» THE RECORDS
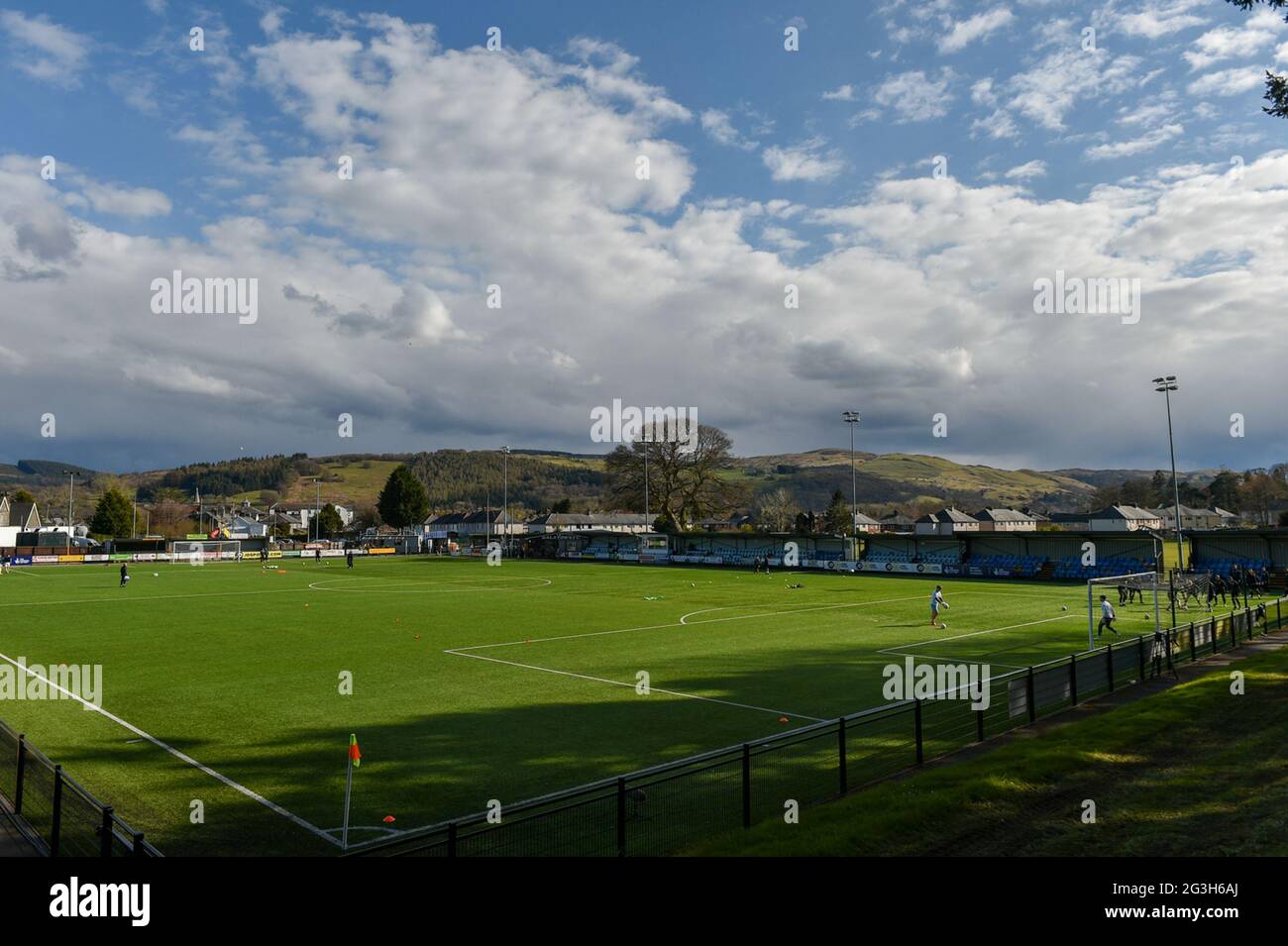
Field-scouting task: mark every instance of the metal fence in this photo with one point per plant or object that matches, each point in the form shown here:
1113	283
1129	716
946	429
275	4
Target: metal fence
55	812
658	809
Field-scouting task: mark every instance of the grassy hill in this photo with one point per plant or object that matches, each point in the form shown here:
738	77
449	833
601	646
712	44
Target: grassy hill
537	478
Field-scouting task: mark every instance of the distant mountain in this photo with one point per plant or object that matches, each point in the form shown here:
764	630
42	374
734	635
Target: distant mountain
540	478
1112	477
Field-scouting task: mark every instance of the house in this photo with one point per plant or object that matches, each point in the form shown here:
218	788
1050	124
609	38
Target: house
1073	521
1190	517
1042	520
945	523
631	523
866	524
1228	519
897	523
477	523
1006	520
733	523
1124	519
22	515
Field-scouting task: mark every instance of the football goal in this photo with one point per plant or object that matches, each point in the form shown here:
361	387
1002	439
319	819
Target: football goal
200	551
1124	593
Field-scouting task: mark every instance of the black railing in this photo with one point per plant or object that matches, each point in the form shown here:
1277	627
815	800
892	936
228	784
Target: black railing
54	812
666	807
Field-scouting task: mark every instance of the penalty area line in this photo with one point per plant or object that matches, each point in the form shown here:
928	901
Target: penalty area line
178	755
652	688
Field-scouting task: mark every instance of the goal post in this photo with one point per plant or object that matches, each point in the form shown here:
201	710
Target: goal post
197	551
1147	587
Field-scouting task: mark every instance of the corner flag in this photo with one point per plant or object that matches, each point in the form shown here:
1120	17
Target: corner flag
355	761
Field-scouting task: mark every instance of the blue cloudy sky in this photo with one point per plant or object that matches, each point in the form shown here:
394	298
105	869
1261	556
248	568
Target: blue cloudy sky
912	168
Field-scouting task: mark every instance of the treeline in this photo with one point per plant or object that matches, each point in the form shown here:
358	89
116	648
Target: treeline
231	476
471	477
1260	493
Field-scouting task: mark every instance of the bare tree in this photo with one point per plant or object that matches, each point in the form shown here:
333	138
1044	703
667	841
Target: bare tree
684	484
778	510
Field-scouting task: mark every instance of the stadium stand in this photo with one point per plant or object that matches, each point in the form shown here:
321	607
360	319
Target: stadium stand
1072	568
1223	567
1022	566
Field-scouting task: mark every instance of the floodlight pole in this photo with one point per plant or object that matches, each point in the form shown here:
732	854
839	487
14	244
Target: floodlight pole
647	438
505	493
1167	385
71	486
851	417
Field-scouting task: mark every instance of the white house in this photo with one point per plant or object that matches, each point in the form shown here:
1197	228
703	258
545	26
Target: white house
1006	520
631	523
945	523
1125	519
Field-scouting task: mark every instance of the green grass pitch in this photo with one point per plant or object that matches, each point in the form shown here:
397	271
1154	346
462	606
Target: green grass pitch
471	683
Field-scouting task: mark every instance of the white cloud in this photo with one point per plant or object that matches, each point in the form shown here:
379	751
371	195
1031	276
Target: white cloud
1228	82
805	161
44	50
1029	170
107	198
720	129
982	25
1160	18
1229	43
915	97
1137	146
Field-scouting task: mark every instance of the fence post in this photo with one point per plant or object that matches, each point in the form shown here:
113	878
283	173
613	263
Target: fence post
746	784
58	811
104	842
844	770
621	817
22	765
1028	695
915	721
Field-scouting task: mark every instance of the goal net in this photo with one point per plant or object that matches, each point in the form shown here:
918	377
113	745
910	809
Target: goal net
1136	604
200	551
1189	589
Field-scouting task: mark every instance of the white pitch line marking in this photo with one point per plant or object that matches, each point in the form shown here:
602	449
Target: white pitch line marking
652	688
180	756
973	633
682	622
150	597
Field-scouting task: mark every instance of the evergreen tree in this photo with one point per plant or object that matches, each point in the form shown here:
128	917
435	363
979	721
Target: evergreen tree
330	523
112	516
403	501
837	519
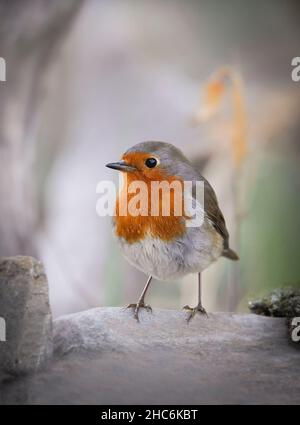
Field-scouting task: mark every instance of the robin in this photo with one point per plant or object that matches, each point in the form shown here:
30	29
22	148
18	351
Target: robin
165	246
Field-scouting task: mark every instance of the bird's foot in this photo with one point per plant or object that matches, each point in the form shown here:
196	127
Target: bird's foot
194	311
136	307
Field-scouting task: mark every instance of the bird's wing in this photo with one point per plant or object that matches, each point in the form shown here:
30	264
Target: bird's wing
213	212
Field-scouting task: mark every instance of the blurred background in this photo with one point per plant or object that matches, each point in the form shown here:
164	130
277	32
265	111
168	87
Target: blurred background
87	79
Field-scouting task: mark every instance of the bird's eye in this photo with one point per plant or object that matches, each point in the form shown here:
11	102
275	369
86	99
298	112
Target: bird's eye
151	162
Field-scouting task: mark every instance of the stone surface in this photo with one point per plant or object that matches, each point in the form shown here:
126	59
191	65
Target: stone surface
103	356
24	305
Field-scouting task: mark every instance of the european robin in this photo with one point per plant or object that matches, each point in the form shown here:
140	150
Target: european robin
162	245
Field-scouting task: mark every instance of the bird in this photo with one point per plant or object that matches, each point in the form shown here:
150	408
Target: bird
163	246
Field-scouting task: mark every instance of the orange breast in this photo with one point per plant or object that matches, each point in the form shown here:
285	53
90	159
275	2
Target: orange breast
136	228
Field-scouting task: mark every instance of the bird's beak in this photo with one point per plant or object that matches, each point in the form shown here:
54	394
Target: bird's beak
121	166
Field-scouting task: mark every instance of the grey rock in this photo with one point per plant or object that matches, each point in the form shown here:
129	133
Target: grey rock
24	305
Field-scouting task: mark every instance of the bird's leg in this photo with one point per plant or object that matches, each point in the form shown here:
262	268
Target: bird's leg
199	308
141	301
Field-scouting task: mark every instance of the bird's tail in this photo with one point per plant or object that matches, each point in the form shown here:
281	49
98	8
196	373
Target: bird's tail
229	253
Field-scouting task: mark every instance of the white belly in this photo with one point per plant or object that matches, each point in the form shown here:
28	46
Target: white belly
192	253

» YOUR TASK
The expected output is the full material above, word for word, without pictures.

» TASK OUTPUT
Field-scouting task: mark every instance of the metal fence in this photo with one point per plant or object that matches, each point in the form shown here:
1113	283
1129	716
946	429
275	4
Target: metal fence
55	812
658	809
Field-scouting task: mark every instance of the grassy hill in this photo with one point per plant or object that matches, each point in the form shown here:
738	77
449	833
601	646
712	44
Target: grassy hill
537	478
Field-scouting task: mark every instance of the distant mountain in this photo with one point per plant or object that matches, each point in the form shown here:
764	630
42	374
734	635
Target: distant mountain
540	478
1112	477
Field-scouting task: mark every instance of the house in this photo with one point per plant or object that matches, each point in the form shown here:
218	788
1050	124
609	38
Target: house
1073	521
1190	517
1042	520
945	523
631	523
866	524
1228	519
897	523
477	523
1006	520
733	523
1124	519
22	515
Field-scouting task: mark every instance of the football goal in this photo with one point per plant or object that matches, each point in the form shown here:
361	387
1002	439
319	819
Target: football goal
200	551
1124	593
Field-scouting task: mark every instance of the black railing in this photo with one point per plant or object that matches, each point in the form shown here:
1277	627
815	800
892	936
228	784
Target: black railing
54	812
666	807
Field-scouting task: mark every instance of the penalty area line in this photo with one point per plant or object that matches, each point in the form shown here:
928	901
Target: penalty area line
178	755
652	688
Field-scouting task: mark every instance of the goal post in this photo with one point per plant or object that matches, each point in the form shown here:
201	710
Target: goal post
197	551
1147	587
Field-scouting task: mark every instance of the corner flag in this photo with one point per plant or object that matches, each point in the form shown here:
1120	17
Target: corner flag
355	761
Field-scouting task: mark every instance of the blue cloudy sky in this photo with one point per plant or object that matches, each point in the form shown here:
394	298
105	869
1261	556
248	568
Target: blue cloudy sky
912	168
Field-scouting task: mark every instance of the treeline in this photo with one point per plant or object that matches, each point in the form shown here:
358	89
116	648
Target: treeline
231	476
471	477
1260	493
Field-scouting task: mark every instance of the bare tree in this photo with one point per plant or object that matches, each point in the form shown here:
333	138
1044	703
667	841
Target: bare tree
684	484
778	510
Field-scouting task: mark every instance of the stadium stand in this photo with one point per plant or object that matches, each point in the form shown here:
321	607
360	319
Target: stadium stand
1072	568
1223	567
1022	566
Field-scouting task: mark every instance of the floodlight pole in this photo with one point per plant or object that matches, each point in the form shown here:
732	854
839	487
14	244
Target: floodlight pole
647	438
505	493
1167	385
71	486
851	417
Field-scouting task: mark every instance of the white house in this photo with one point per plant or object that matches, each point in the form shown here:
1197	228
703	258
545	26
Target: white house
1006	520
631	523
945	523
1125	519
Field-scouting task: mark every instance of the green grass pitch in this photo with one point per plant or object that matches, each point in the form shown here:
397	271
1154	346
462	606
Target: green grass pitch
471	683
Field-scouting task: mark every instance of the white cloud in this photo with one point per plant or object that matches, each point in the form shown here:
379	751
371	195
1031	276
Target: white cloud
1228	82
805	161
44	50
1029	170
107	198
720	129
982	25
1160	18
1229	43
915	97
1137	146
Field-scouting task: mark every instance of the fence post in this photo with one point per plant or object that matches, each point in the form shown here:
113	878
283	173
613	263
Target: fence post
746	784
58	811
104	842
844	770
621	817
22	765
1028	695
915	721
Field-scouting task: mark every instance of the goal net in this photo with one point per plant or object that matches, each point in the form shown here:
918	377
113	745
910	809
Target: goal net
1136	604
200	551
1189	589
Field-scouting task: mark every instance of the white pitch line marking in this photo with one point per plant or object that matches, each point in the form shown here:
602	449
Target: white pitch line marking
652	688
180	756
973	633
682	622
150	597
Field-scouting task: mark every instance of the evergreen tree in this photo with one point per plant or object that matches, each point in the form shown here:
128	917
435	363
979	721
Target: evergreen tree
330	523
112	516
403	501
837	519
Field-scouting task: mark every instance of the robin in this photo with one point per plant or object that matches, each point in the form shown here:
30	29
22	148
18	351
Target: robin
165	246
Field-scouting task: mark every instance of the bird's foot in this photo with one point per plant or object that matches, each point in the form shown here:
196	127
Target: bird's foot
194	311
136	307
Field-scouting task: mark every instance of the bird's wing in this photo with one point per plant or object that matches, each point in the form shown here:
30	264
Target: bird's wing
213	212
Field-scouting task: mark every instance of the blurred background in this photo with one point per plant or object that matches, each point in the form shown here:
164	130
277	32
265	111
168	87
Target: blurred background
87	79
Field-scouting task: mark every instance of the bird's eye in this photo with one point per plant or object that matches, each point in the form shown here:
11	102
275	369
86	99
298	112
Target: bird's eye
151	162
Field-scouting task: mark every instance of the stone surface in this photo with one point per plant or object that matches, each point in the form shown here:
126	59
191	65
Target: stone surface
103	356
24	305
Field-scouting task: mark every instance of the european robin in this photo with one point per plant or object that matches, each point in the form shown here:
140	150
Target: european robin
162	245
Field-scouting task: mark every instance of the bird in this photo with one point per plant or object that matches, each point in the form shown here:
150	408
Target: bird
163	246
Field-scouting task: mark every instance of the orange breast in this photo with one point per plant or object that matches, each point in the form shown here:
285	53
90	159
275	2
Target: orange breast
136	228
Field-scouting task: mark every instance of the bird's beak in this photo with one point per plant or object that matches, each point in the form shown here:
54	394
Target: bird's beak
121	166
Field-scouting task: mark every instance of the grey rock in this photo with one point per plant or object that matches, each point in the form shown here:
129	133
Target: grey rock
24	305
Field-scouting task: mark every instance of the bird's leg in this photo with one point per plant or object that matches, each point in the form shown here:
262	268
Target: bird's leg
199	308
141	301
Field-scouting task: mark every instance of the bird's tail in this photo with one point per plant or object that matches, each point in the form shown here:
281	49
98	8
196	373
Target: bird's tail
229	253
Field-scouting task: mark every instance of the white belly in this photo with one point per plant or object that matches, each point in the form shown here:
28	46
Target: white belly
192	253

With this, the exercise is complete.